▶ _Work to complete_: Type out all the records word for word. Any pictures are to be left out.

(Data items)
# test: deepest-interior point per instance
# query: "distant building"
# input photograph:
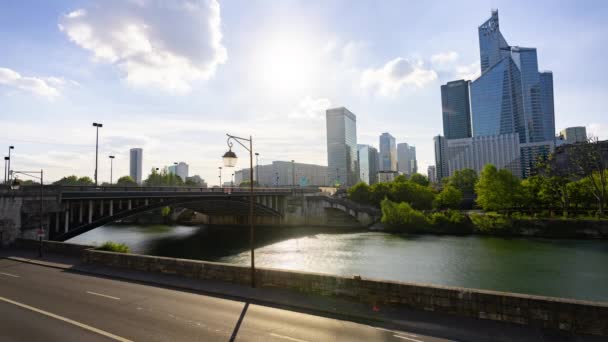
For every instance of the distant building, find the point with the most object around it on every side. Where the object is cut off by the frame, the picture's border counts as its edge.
(406, 159)
(388, 153)
(180, 169)
(573, 135)
(285, 173)
(342, 146)
(368, 164)
(441, 158)
(503, 151)
(387, 176)
(456, 108)
(135, 164)
(431, 173)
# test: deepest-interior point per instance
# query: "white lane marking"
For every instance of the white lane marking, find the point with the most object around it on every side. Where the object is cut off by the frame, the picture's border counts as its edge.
(67, 320)
(407, 338)
(10, 275)
(287, 337)
(102, 295)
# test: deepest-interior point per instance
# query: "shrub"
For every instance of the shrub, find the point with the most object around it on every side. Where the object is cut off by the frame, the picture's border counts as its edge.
(114, 247)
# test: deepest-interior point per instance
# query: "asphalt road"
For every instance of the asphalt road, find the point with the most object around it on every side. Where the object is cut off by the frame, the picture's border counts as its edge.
(39, 303)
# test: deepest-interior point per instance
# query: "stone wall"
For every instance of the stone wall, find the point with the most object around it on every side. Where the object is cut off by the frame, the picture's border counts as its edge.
(556, 313)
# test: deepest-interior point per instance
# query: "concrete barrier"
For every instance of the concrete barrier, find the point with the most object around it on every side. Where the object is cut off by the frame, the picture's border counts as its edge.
(556, 313)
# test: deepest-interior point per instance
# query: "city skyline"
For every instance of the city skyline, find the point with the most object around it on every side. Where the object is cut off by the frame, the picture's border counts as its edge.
(79, 84)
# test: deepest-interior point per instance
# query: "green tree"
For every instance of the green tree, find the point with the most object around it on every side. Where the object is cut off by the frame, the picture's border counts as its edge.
(498, 190)
(449, 198)
(126, 181)
(419, 179)
(360, 193)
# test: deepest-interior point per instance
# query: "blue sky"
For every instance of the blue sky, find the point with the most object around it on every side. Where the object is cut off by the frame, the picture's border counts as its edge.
(173, 77)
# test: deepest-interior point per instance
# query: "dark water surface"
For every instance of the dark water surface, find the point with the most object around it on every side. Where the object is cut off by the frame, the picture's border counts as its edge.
(560, 268)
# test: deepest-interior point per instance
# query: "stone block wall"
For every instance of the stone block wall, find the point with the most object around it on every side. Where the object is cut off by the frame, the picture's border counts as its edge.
(556, 313)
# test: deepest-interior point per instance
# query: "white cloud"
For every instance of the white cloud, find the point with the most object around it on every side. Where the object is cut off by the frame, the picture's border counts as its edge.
(395, 74)
(38, 86)
(164, 44)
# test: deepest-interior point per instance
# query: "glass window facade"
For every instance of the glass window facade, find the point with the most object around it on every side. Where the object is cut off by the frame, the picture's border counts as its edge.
(342, 146)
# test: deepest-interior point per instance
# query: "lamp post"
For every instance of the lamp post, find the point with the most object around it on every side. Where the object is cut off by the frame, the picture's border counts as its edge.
(97, 126)
(111, 167)
(15, 186)
(230, 160)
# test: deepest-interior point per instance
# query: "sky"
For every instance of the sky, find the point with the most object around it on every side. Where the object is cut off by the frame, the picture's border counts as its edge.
(173, 77)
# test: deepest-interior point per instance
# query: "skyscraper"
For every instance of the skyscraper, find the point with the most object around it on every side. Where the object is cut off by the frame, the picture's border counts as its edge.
(512, 96)
(456, 108)
(135, 164)
(342, 146)
(406, 159)
(368, 164)
(388, 153)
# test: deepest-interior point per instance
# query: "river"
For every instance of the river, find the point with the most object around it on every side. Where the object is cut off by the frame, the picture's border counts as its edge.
(561, 268)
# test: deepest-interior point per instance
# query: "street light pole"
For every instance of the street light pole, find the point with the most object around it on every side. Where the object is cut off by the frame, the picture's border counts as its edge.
(230, 160)
(97, 126)
(111, 168)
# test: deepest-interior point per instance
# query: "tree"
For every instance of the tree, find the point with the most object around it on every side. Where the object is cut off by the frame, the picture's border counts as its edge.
(126, 181)
(498, 190)
(360, 193)
(449, 198)
(464, 180)
(419, 179)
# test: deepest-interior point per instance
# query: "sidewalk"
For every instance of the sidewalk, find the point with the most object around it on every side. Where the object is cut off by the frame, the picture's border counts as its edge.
(422, 322)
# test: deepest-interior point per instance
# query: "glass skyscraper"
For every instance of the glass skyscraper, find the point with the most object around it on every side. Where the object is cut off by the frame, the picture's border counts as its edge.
(456, 108)
(388, 153)
(511, 95)
(342, 146)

▶ _Solution to this problem_:
# test: deepest-interior point per instance
# query: "distant building"
# input photograph:
For every instance of the distant building, find the point with the most object around it on every side. Where the object is cut off by the frame, the picture's border counts as its edge.
(406, 159)
(388, 153)
(180, 169)
(573, 135)
(285, 173)
(342, 146)
(368, 164)
(441, 158)
(503, 151)
(387, 176)
(456, 108)
(135, 164)
(431, 173)
# test: deepest-interior point per instance
# query: "white lane marking"
For every instance of the white lane marking, find the point with the most object around it on every side. Where the object is cut off by the frame, the picture's border counts as its edge.
(67, 320)
(407, 338)
(10, 275)
(287, 337)
(102, 295)
# test: deepest-interior point per instance
# query: "shrub"
For every instance of the shrub, find the point with the most object around it on every side. Where the object is cut off by the frame, the picture's border counts as its edge.
(114, 247)
# test: deepest-interior point per instance
# query: "asphalt road"
For every instance of the asphalt road, find the point with the most object around it on every side. Where the object is cut off by the frame, the picture's border counts as its edge.
(39, 303)
# test: deepest-interior point per instance
# query: "stone wall"
For every instance of the stone wall, find the point with the most object around it on every side. Where the object is cut off by the frame, the picture's border counts as its edge.
(556, 313)
# test: deepest-interior point per instance
# query: "concrete barrier"
For every instance of the concrete barrier, find the point with the most object around it on every side. Where the object is cut off by the frame, the picture's border counts as its edge.
(556, 313)
# test: deepest-interior point per instance
# query: "city skyline"
For every instance of the city skyline, find the point with the most object around it on every side. Where the object is cut off by the frame, the picture's border counts as its edge.
(79, 84)
# test: deepest-interior point per instance
# query: "green tree"
For every instance of the green tree, find the point with the most object around it on every side. Where the object is cut off by the frame, the picture's border counts as its edge.
(498, 190)
(449, 198)
(126, 181)
(419, 179)
(360, 193)
# test: deepest-interior point per instance
# query: "blue sky"
For every instance of the blue sky, find the point with the most object around it on every side. Where the object is cut off by the frame, the picture's border counts as its edge.
(173, 77)
# test: deepest-interior point per instance
# query: "dark water surface"
For every instance of the dark water surface, find the point with the most object around it on every side. Where the object is cut off by the frame, the picture's border counts as its edge.
(560, 268)
# test: deepest-interior point per instance
# query: "stone block wall"
For every instance of the stone block wall, find the point with the most object around it on every side. Where the object is cut off by the frame, the picture's border counts as its edge.
(556, 313)
# test: deepest-interior point per instance
# query: "white cloud"
For every instance of the white cloud, find the point with the most object around it on every side. Where the object is cut off by the frame, the picture's border counts as its edge.
(395, 74)
(38, 86)
(164, 44)
# test: deepest-interior point per instance
# query: "glass window facade"
For every instance of the glass window facade, find the point with the most object around it on every side. Where the object is cut off by the frame, the picture's border counts as its edge.
(342, 146)
# test: deepest-interior point per instance
# query: "lamp post"
For every instance of the lamp post, find the point with the most object around it on every side. Where the object is cut off by the frame, the picture's border counts as its edge.
(97, 126)
(111, 167)
(15, 186)
(230, 160)
# test: deepest-interior point per instance
# query: "sky"
For every instance of the sky, find the point with the most object around it on every side. Where the object is cut off by the frame, the picture's border counts as its edge.
(173, 77)
# test: deepest-interior point per instance
# query: "skyscraper"
For every instance of the skyscraper, find the point with the most object around it on every side. Where the object is cut off by the frame, the picture's border counts as its edge.
(512, 96)
(456, 108)
(135, 164)
(342, 146)
(406, 159)
(368, 164)
(388, 153)
# test: deepest-interior point per instance
# query: "river"
For every instance of the river, find the point with the most object around it on every side. Where the object is cut off by the frame, the picture's border counts as its edge.
(561, 268)
# test: deepest-interior point per instance
# query: "street light pole"
For every instance of the street light pole, find the point with the most object around it on every side. Where the object is cut off by the frame, the picture's border counts as its edge.
(230, 160)
(97, 126)
(111, 168)
# test: deepest-interior point per instance
# query: "tree"
For every instance of the tree, find the point with the most object around it on every side. Where the object is cut off by the frame, the picture's border counts as its edge.
(126, 181)
(498, 190)
(360, 193)
(449, 198)
(464, 180)
(419, 179)
# test: deepest-interior point per instance
# query: "sidewalk"
For every instance of the sidewalk, find the point with the most object around it on every side. Where the object is cut off by the frame, the picture's border counts as its edge.
(422, 322)
# test: deepest-interior point per instance
# query: "glass skyscraper"
For every instance of the glass skyscraper, find the point with the most object around it on every side. Where the object is cut off by the frame, the picture's border counts as its edge.
(456, 108)
(388, 153)
(511, 95)
(342, 146)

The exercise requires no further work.